▶ Tekstfragment:
◆ ◆ ◆

Plattelandswoning jurisprudentie artikel 1.1a Wabo

Plattelandswoning jurisprudentie – artikel 1.1a Waboplattelandswoning jurisprudentie

  • derde in de zin van artikel 1.1a Wabo

Het college van b&w van de gemeente Loon op Zand heeft een omgevingsvergunning verleend voor het gebruik van een bestaande agrarische bedrijfswoning naar plattelandswoning. Al enige tijd wordt de woning gebruikt als plattelandswoning.

Volgens appellant is de omgevingsvergunning ten onrechte verleend. Volgens hem kan de vergunninghouder niet worden aangemerkt als een derde in de zin van artikel 1.1a van de Wabo.

◆ ◆ ◆

▶ Opgeslagen items:

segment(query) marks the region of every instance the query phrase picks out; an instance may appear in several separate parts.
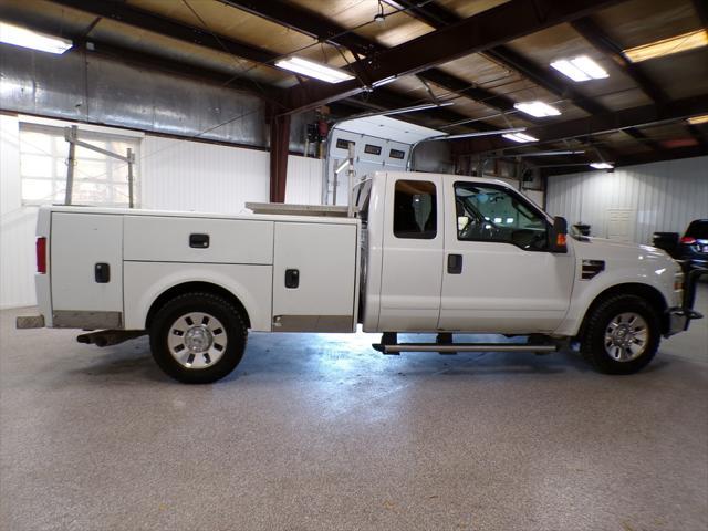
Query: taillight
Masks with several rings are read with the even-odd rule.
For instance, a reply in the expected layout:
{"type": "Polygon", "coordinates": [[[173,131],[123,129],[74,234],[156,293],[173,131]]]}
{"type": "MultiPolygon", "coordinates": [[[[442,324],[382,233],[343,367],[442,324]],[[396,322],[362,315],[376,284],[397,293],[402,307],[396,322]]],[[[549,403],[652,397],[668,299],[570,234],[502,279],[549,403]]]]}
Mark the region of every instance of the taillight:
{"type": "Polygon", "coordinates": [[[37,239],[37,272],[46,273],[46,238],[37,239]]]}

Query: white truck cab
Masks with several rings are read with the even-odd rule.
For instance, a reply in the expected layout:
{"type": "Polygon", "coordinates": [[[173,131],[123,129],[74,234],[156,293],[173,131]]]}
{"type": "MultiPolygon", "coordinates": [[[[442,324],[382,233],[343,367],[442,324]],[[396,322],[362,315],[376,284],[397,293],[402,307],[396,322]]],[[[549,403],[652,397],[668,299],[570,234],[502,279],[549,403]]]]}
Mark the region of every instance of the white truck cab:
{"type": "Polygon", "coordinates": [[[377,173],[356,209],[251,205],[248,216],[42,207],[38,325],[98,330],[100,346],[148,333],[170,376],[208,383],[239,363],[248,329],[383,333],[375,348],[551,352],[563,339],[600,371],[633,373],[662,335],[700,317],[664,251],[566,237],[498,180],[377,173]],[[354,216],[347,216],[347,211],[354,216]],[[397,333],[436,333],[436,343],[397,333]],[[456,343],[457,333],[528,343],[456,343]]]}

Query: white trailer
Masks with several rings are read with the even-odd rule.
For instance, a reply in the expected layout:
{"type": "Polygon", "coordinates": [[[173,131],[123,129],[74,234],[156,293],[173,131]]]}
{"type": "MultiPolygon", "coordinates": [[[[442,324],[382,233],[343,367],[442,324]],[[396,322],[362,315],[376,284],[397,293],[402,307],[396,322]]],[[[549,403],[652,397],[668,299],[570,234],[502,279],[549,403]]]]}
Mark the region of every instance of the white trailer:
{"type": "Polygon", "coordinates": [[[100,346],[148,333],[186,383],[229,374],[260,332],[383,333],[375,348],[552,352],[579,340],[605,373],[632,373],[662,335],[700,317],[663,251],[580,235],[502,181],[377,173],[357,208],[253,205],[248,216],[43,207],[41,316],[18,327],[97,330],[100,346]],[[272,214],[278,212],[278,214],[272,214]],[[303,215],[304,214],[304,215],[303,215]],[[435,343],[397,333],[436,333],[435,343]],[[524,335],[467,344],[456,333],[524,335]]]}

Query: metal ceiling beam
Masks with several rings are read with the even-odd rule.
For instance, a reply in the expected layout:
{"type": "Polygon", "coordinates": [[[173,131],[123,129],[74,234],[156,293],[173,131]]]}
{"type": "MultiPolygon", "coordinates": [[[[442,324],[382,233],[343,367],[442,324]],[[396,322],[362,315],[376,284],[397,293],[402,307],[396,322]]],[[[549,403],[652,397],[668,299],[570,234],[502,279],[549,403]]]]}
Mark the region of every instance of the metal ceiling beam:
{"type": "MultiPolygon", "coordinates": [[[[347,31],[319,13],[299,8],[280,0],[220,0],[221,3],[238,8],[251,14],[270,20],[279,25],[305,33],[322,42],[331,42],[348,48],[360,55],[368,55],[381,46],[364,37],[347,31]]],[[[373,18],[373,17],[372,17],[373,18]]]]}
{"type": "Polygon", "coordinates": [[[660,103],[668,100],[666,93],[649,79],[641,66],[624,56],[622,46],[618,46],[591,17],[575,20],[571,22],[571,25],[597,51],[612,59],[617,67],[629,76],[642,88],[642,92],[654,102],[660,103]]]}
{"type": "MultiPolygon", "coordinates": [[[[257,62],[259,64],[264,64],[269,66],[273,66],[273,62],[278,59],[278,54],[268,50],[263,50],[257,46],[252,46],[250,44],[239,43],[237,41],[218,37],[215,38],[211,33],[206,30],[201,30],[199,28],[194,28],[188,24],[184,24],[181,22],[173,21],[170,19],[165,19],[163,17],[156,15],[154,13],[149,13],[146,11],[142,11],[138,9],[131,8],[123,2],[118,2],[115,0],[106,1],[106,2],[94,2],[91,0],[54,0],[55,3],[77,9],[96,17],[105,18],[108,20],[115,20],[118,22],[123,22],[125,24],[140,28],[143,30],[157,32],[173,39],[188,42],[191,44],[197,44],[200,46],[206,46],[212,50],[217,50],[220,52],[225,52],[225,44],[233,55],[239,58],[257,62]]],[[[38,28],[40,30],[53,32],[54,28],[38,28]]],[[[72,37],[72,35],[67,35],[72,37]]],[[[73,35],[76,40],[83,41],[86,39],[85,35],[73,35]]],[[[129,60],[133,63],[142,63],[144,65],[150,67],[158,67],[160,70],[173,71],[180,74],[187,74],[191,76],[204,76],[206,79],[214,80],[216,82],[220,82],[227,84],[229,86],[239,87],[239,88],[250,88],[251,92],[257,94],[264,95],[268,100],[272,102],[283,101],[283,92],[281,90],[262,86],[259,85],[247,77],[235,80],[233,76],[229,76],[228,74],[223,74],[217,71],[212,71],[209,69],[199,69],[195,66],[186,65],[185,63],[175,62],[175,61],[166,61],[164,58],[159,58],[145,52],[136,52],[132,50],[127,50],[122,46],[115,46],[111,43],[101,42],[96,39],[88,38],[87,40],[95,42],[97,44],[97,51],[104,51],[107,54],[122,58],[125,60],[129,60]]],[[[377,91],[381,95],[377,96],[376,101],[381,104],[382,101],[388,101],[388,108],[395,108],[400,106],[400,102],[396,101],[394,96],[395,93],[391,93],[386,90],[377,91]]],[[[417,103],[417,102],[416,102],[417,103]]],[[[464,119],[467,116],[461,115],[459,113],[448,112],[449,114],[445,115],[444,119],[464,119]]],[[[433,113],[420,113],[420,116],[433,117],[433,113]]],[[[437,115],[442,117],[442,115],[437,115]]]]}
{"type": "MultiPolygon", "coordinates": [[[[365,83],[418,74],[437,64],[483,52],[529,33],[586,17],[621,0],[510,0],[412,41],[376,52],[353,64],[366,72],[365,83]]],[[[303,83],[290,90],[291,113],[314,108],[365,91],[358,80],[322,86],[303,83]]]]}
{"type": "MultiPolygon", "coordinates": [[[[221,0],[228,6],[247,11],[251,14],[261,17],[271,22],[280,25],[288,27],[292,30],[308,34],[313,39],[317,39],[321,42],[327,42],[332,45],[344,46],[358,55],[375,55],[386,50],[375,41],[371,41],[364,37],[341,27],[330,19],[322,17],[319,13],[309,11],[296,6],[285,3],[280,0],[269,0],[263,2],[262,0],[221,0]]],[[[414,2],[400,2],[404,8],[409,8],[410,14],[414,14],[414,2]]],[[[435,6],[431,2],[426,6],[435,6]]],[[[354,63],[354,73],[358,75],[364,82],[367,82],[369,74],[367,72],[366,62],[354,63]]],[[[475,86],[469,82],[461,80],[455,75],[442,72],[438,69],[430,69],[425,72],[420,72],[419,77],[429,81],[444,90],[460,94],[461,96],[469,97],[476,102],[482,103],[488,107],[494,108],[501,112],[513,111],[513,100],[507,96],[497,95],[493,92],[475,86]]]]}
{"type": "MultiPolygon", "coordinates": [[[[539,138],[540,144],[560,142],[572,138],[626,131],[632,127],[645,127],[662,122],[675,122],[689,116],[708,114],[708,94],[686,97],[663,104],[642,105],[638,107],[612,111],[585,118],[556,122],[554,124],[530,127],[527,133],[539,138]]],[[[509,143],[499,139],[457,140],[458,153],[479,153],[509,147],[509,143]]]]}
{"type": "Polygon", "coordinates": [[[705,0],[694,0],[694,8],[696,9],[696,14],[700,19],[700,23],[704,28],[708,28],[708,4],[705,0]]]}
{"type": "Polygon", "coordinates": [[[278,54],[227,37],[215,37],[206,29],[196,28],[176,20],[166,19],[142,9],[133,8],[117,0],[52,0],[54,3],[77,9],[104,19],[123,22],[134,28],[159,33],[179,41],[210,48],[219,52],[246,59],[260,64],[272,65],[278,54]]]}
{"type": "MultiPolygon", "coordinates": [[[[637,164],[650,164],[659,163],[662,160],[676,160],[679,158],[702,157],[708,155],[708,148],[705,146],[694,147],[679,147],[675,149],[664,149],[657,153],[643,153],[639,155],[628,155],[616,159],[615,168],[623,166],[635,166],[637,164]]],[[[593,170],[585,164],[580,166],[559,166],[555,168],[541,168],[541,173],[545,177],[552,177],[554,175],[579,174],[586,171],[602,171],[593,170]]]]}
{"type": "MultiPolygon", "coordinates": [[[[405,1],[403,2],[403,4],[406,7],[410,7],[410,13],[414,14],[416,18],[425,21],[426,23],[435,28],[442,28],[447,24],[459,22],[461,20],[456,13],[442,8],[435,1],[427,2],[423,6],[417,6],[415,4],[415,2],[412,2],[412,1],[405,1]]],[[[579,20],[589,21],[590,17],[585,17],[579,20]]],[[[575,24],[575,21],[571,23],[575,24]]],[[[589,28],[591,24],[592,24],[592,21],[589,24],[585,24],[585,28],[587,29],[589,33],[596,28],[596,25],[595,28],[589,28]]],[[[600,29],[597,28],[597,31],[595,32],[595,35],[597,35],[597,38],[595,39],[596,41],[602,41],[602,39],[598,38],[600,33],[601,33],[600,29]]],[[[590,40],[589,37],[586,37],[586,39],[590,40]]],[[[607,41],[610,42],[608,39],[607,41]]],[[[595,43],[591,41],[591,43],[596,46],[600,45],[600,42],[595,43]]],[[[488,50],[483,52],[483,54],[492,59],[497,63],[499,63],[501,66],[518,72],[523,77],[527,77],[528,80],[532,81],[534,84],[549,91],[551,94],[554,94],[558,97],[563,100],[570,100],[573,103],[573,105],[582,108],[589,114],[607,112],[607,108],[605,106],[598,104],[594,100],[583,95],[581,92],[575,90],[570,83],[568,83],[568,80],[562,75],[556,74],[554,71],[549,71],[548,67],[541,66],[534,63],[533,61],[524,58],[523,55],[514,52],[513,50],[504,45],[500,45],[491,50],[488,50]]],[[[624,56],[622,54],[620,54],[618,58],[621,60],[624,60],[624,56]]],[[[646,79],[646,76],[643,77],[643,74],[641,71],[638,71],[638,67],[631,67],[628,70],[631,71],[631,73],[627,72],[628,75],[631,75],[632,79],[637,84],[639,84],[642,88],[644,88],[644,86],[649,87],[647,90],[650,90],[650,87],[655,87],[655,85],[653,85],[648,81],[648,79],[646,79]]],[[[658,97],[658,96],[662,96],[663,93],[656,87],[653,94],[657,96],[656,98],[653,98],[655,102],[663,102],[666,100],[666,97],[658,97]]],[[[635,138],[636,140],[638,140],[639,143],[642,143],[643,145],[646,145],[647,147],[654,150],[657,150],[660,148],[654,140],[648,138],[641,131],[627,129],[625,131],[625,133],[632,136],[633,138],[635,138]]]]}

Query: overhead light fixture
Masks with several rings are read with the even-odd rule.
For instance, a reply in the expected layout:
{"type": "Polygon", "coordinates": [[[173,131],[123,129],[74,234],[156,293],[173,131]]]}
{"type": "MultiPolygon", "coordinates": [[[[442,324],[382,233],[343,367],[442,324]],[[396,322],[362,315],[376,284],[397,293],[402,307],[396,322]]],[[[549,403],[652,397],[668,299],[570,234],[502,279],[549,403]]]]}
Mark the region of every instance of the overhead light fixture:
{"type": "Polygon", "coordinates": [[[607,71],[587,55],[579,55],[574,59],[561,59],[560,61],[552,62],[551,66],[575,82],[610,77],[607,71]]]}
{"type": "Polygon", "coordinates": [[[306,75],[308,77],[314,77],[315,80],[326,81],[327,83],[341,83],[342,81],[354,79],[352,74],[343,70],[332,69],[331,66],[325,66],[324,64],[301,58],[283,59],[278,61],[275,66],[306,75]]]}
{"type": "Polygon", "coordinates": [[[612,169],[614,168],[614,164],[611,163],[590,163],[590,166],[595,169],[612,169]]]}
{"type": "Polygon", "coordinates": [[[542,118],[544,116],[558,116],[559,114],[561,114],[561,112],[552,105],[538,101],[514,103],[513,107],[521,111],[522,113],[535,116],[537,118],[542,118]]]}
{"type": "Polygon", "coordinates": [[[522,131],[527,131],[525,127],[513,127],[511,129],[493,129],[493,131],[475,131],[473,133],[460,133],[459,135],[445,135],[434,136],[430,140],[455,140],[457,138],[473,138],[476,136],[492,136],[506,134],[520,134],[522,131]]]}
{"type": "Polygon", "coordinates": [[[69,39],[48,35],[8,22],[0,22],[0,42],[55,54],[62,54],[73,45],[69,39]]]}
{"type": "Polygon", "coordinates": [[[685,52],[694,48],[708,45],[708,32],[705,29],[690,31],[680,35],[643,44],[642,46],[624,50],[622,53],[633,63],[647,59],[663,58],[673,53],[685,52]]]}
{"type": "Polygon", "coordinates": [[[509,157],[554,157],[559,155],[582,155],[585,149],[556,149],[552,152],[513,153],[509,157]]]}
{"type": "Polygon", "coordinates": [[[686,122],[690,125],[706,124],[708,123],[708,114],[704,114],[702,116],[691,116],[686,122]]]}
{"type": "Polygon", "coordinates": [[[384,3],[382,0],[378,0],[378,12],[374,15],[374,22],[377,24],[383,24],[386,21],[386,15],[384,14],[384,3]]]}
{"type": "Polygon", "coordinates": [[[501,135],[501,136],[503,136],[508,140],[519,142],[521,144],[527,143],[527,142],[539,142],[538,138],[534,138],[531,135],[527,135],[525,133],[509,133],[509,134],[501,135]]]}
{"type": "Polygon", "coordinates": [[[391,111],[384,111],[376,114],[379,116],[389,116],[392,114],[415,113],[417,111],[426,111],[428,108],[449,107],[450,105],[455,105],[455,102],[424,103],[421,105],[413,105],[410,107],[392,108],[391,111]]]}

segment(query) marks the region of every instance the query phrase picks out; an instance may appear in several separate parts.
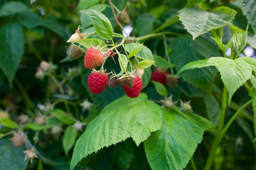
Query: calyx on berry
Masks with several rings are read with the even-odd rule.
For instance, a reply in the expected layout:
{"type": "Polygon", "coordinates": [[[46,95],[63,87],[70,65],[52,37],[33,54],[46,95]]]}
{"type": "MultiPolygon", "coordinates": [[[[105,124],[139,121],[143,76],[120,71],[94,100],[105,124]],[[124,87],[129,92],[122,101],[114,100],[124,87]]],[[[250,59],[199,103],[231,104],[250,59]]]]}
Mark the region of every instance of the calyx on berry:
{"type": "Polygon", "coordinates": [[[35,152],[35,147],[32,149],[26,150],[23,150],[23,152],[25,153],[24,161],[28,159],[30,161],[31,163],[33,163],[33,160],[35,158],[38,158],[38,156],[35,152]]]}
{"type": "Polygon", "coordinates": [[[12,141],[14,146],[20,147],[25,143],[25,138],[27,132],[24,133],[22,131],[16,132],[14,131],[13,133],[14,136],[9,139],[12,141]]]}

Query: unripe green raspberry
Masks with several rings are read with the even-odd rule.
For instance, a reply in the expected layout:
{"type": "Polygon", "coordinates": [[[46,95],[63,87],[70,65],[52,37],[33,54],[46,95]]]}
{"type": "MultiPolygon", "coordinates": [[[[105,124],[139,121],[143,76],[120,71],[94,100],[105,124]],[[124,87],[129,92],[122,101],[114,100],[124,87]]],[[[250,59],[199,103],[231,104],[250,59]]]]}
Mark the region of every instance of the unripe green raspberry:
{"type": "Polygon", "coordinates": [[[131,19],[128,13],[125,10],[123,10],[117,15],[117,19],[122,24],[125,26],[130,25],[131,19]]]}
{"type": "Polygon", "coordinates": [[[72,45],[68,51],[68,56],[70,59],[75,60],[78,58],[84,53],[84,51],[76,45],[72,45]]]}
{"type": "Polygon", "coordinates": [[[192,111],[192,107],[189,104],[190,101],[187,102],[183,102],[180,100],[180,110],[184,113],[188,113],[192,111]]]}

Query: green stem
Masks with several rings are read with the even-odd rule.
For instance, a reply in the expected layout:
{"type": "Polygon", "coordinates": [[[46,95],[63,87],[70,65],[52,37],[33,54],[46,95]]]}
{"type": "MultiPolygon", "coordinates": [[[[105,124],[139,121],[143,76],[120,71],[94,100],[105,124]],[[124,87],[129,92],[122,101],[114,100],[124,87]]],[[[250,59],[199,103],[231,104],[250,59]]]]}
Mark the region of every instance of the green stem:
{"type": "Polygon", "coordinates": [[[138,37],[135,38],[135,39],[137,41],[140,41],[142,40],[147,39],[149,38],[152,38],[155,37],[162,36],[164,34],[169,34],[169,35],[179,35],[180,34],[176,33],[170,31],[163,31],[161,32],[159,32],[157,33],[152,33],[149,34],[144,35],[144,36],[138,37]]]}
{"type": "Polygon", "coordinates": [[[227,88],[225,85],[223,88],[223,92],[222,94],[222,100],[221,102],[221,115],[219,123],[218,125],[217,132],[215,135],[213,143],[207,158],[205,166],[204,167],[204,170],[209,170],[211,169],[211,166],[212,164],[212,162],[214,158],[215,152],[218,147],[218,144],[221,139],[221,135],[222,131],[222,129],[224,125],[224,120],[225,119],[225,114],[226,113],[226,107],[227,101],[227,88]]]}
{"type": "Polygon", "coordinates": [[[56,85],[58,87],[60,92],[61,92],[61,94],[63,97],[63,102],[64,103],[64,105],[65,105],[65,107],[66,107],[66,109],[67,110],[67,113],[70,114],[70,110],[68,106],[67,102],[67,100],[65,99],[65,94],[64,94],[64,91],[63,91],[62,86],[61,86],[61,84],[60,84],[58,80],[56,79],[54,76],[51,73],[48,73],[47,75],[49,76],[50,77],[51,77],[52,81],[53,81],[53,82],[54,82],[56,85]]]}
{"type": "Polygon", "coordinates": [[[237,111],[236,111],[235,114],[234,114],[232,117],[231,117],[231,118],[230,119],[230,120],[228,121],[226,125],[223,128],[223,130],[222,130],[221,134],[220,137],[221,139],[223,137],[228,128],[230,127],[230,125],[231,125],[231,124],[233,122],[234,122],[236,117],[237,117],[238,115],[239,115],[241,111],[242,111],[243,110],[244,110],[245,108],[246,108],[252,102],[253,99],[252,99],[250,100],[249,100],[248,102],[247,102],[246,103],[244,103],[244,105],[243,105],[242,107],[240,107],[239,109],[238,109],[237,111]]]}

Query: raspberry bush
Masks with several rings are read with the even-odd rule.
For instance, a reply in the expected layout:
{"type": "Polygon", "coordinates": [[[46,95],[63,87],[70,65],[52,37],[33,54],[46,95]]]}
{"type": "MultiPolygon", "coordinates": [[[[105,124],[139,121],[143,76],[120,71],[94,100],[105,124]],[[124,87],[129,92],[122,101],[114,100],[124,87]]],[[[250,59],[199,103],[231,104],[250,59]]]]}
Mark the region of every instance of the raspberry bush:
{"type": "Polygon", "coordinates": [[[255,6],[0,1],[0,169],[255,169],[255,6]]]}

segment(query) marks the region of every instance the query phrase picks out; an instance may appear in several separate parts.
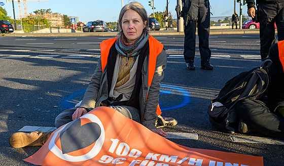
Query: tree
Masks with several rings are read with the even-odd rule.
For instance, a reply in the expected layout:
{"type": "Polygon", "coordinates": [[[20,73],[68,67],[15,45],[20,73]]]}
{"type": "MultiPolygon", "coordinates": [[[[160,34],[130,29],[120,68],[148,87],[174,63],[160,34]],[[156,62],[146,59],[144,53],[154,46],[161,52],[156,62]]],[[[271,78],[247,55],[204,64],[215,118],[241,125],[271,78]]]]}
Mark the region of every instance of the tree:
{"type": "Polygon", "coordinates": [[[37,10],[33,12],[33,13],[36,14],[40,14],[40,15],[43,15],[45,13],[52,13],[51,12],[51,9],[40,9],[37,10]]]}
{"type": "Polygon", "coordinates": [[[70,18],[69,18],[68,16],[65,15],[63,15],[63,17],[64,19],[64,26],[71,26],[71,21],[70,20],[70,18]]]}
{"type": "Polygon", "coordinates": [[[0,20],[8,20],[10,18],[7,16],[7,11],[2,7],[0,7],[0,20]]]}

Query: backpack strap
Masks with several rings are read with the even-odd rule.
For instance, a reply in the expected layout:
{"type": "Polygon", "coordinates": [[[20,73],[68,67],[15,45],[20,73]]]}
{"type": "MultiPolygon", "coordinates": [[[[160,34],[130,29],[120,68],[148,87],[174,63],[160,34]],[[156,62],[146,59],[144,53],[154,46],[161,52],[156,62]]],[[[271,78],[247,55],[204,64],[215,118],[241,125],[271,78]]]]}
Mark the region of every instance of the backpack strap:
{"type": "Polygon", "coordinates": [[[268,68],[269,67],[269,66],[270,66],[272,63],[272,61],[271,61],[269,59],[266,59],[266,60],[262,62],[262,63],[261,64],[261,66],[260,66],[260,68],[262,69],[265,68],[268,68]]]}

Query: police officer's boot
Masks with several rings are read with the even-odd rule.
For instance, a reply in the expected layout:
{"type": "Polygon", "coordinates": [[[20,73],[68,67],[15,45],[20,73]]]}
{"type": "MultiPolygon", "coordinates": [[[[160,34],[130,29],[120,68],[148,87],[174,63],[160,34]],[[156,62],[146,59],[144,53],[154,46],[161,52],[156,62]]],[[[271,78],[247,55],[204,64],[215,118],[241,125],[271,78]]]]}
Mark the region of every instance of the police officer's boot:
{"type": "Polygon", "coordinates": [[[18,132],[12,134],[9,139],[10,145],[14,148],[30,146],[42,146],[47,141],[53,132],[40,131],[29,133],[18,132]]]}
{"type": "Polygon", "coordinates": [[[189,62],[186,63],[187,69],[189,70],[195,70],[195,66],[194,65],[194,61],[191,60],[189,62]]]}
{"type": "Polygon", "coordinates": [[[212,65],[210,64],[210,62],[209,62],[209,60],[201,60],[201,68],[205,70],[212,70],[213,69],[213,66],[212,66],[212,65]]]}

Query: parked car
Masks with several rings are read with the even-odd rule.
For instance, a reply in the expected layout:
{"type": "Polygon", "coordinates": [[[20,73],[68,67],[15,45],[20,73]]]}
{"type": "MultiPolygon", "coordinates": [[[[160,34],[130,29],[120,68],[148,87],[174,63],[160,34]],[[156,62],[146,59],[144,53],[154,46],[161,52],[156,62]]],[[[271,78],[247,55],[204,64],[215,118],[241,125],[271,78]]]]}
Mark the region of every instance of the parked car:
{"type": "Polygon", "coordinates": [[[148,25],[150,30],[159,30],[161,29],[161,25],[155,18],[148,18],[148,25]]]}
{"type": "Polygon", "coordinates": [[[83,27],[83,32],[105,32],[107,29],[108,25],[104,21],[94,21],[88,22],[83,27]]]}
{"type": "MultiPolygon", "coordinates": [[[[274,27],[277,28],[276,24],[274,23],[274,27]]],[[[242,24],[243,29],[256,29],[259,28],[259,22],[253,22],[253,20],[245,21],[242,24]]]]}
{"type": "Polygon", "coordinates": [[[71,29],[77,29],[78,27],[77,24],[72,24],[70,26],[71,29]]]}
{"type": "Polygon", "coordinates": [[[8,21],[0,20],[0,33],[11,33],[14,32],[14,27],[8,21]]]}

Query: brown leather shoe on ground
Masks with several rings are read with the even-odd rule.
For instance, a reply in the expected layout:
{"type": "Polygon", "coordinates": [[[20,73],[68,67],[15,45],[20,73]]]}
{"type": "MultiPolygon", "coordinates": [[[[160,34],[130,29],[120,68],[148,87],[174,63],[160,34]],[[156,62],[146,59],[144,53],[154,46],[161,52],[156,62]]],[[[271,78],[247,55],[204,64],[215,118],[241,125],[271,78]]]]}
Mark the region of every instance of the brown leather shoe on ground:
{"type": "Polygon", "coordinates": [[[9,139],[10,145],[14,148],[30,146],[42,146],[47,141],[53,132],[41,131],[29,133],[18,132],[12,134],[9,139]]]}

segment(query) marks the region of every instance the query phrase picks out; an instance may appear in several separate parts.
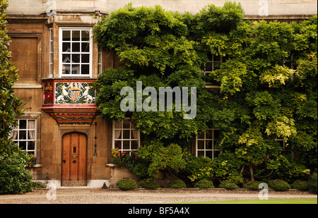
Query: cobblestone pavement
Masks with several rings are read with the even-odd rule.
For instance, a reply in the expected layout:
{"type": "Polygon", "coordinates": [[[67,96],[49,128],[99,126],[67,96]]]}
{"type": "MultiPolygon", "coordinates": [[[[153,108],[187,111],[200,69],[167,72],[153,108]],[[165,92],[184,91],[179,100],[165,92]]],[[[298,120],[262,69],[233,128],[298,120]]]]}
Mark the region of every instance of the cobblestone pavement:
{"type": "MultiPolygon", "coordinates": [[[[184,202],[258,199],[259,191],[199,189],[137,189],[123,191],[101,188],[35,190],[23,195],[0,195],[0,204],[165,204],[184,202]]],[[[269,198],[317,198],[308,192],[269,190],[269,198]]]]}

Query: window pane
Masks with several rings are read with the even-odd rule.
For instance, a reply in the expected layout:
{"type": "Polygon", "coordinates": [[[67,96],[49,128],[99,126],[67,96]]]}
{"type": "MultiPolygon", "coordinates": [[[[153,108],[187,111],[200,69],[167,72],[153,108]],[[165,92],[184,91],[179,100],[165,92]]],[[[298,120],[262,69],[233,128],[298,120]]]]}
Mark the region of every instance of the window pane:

◆ ◆ ◆

▶ Opdracht 1:
Geef uit het tekstfragment over de plattelandswoning het stuk van "Volgens appellant is" tot en met "van de Wabo." letterlijk opnieuw weer.
▶ Opdracht 2:
Ga verder met het tekstfragment over de plattelandswoning, aansluitend op de laatste zin ervan.
De items hebben niets met het tekstfragment te maken.

▶ Uitwerking 1:
Volgens appellant is de omgevingsvergunning ten onrechte verleend. Volgens hem kan de vergunninghouder niet worden aangemerkt als een derde in de zin van artikel 1.1a van de Wabo.

▶ Uitwerking 2:
De Afdeling overweegt als volgt: “In het aangevoerde wordt geen grond gevonden voor het oordeel dat de rechtbank ten onrechte niet heeft onderkend dat het college niet bevoegd was omgevingsvergunning te verlenen. Volgens de geschiedenis van de totstandkoming van de Wijzigingswet (…) wordt onder een derde in de context van artikel 1.1a van de Wabo een persoon verstaan die niet of niet langer functioneel is verbonden aan de agrarische inrichting. Het college heeft zich terecht op het standpunt gesteld dat vergunninghouder ten tijde van het besluit niet of niet langer functioneel verbonden was aan de nertsenhouderij (…).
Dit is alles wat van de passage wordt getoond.